- **Given request**: Rewrite the passage on calculating the anvil's angular lead from "where the unit" to "embodiment, γ1 = 180.", using "angular speed" wherever it says "rotational velocity".

- **Passage**:
= = = =

Next, the principle on which the calculator 93 calculates the angular lead will be described with reference to FIGS. 8A and 8B. In the following description, the two projections 425 of the hammer 42 will be hereinafter referred to as a “projection 425A” and a “projection 425B,” respectively, to distinguish the two projections 425 from each other. In addition, the two claws 455 of the anvil 45 will be hereinafter referred to as a “claw 455A” and a “claw 455B,” respectively, to distinguish the two claws 455 from each other.

The hammer 42 rotates in the clockwise direction in FIGS. 8A and 8B. As the hammer 42 rotates, the projection 425A collides against the claw 455A and the projection 425B collides against the claw 455B as shown in FIG. 8A. This causes the anvil 45 to rotate in the same direction as the hammer 42.

After each projection 425 has collided against one of the claws 455, the hammer 42 retreats to cause the projections 425A, 425B to go over the claws 455A, 455B, respectively. Thereafter, the hammer 42 rotates at least 180 degrees. Then, the projection 425A collides against the claw 455B and the projection 425B collides against the claw 455A as shown in FIG. 8B. The interval between a point in time when the two projections 425 of the hammer 42 have collided against the two claws 455 of the anvil 45 at the positions shown in FIG. 8A and a point in time when the projections 425 and the claws 455 collide against each other at the positions shown in FIG. 8B corresponds to the impact interval.

In this case, the angular lead in rotation of the anvil 45 is expressed by the rotational angle α1 of the anvil 45. The rotational angle α1 is the rotational angle of the anvil 45 in the interval between the point in time when the projections 425 have collided against the claws 455 one time and the point in time when the projections 425 collide against the claws 455 next time. In FIG. 8B, the positions of the two projections 425 and the two claws 455 at the point in time shown in FIG. 8A are indicated in phantom by the two-dot chain. As shown in FIG. 8B, in the interval between the point in time when the projection 425A has collided against the claw 455A and the point in time when the projection 425A collides against the claw 455B (i.e., in the impact interval), the anvil 45 rotates by the rotational angle α1. That is to say, in the interval between the point in time when the projection 425B has collided against the claw 455B and the point in time when the projection 425B collides against the claw 455A, the anvil 45 rotates by the rotational angle α1.

The calculator 93 calculates the rotational angle α1 (angular lead) by the following Equation (1):

$\begin{array}{cc}\text{α}1=\text{Δ}\text{t}\times \text{β}1-\text{γ}1& \text{­­­(1)}\end{array}$

where the unit of the rotational angle α1 is degrees, Δt is the impact interval (in seconds) measured by the impact interval measurer 91, β1 is the rotational velocity (in degrees per second) of the hammer 42, and γ1 is a number representing, by an angle (in degrees), the interval between one projection 425 and another projection 425 adjacent to the former projection 425 in the rotational direction of the hammer 42. If a plurality of projections 425 are arranged at regular interval as in this embodiment, γ1 = 360 / (number of projections 425). That is to say, in this embodiment, γ1 = 180.

= = = =

- **Stored rows**:

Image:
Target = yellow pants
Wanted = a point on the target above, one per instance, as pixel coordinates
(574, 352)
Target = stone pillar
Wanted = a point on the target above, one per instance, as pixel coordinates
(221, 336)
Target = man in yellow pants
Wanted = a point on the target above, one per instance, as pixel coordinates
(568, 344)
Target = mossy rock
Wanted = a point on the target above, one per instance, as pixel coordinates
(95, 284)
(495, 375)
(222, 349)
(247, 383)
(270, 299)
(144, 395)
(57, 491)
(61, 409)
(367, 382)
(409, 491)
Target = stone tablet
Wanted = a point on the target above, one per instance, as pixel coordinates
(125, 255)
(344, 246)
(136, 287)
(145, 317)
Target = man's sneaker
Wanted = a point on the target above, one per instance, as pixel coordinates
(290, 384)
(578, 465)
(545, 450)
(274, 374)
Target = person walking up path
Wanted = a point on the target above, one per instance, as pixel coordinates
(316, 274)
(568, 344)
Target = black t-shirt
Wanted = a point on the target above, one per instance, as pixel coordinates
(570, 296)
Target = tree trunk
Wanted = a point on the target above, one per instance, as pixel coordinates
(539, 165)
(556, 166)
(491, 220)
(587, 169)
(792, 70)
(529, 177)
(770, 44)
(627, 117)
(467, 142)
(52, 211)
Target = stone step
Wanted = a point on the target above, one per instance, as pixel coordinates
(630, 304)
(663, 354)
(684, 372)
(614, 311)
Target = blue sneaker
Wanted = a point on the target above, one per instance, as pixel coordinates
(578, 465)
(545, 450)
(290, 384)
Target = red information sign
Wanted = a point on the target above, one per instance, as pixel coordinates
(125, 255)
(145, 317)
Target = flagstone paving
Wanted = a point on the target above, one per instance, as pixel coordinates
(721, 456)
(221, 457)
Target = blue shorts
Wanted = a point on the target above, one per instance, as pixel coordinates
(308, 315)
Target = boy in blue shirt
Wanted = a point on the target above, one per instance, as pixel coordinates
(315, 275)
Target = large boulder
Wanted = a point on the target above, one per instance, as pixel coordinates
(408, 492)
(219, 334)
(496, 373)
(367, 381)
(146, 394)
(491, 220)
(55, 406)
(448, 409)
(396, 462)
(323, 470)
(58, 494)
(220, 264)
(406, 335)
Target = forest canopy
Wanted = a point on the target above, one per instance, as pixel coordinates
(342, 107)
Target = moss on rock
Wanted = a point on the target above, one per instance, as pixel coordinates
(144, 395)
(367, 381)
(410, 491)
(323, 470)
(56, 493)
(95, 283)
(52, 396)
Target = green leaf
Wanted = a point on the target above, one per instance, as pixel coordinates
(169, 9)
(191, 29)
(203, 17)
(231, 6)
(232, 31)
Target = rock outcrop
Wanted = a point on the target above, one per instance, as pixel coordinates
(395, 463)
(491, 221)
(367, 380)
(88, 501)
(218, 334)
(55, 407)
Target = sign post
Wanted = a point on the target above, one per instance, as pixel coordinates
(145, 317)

= = = =

- **The output**:
where the unit of the rotational angle α1 is degrees, Δt is the impact interval (in seconds) measured by the impact interval measurer 91, β1 is the angular speed (in degrees per second) of the hammer 42, and γ1 is a number representing, by an angle (in degrees), the interval between one projection 425 and another projection 425 adjacent to the former projection 425 in the rotational direction of the hammer 42. If a plurality of projections 425 are arranged at regular interval as in this embodiment, γ1 = 360 / (number of projections 425). That is to say, in this embodiment, γ1 = 180.